--- START LISTING ---
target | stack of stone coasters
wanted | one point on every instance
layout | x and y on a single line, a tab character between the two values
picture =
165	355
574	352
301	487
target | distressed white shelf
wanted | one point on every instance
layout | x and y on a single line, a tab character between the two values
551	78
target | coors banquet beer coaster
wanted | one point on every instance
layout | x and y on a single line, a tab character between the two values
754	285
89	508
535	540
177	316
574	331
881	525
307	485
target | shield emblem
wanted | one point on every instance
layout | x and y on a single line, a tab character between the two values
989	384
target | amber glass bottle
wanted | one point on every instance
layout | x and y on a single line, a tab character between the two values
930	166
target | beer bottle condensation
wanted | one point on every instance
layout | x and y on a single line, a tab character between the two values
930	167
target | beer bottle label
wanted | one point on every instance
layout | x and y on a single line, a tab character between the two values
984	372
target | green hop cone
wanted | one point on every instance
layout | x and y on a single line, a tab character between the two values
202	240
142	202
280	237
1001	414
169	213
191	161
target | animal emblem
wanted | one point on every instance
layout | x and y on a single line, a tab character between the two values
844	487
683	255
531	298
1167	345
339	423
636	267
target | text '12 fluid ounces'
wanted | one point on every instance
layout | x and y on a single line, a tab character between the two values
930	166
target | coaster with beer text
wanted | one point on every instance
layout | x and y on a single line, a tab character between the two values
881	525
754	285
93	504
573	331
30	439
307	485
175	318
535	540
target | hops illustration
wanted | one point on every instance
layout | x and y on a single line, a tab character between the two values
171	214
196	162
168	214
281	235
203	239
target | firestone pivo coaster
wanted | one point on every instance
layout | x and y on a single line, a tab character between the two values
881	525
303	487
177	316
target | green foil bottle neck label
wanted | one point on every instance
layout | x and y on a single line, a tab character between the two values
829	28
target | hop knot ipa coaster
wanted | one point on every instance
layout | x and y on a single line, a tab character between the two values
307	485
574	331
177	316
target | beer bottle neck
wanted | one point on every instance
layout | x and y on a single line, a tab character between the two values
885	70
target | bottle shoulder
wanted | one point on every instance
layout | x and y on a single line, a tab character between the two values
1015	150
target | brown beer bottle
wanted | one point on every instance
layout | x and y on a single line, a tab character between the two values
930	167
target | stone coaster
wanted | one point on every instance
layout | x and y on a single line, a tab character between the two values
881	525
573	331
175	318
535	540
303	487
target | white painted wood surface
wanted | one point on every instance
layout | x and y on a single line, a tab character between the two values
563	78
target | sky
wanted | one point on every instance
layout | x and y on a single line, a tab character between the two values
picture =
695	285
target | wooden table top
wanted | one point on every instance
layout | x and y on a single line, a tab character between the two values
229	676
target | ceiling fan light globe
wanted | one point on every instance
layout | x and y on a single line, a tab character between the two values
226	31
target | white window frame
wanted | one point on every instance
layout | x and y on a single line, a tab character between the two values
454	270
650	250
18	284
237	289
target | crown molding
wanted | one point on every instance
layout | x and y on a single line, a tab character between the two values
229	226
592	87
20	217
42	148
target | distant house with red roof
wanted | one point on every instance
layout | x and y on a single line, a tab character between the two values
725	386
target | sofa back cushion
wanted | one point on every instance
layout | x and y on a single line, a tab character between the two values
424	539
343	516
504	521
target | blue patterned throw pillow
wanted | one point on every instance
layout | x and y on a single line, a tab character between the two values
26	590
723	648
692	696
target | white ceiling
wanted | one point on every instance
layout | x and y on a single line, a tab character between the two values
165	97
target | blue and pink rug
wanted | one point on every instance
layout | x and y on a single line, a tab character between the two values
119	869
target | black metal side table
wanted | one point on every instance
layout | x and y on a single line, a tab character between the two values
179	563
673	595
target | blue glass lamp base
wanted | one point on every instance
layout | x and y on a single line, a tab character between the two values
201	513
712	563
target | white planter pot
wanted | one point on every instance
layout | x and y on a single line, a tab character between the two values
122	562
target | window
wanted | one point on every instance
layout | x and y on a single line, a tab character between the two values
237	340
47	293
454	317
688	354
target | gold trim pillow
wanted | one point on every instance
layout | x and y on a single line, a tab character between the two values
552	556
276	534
--- END LISTING ---
§ **SHORT TASK**
Take everything from the line containing "target | gold trim pillow" down to the end of the material and change "tab character" to "comma". Reproduce those lines with no other alteration.

§ **WRITTEN ANSWER**
target | gold trim pillow
wanted | one point on every instance
layout | x and y on a single line, a comma between the two values
552	556
276	534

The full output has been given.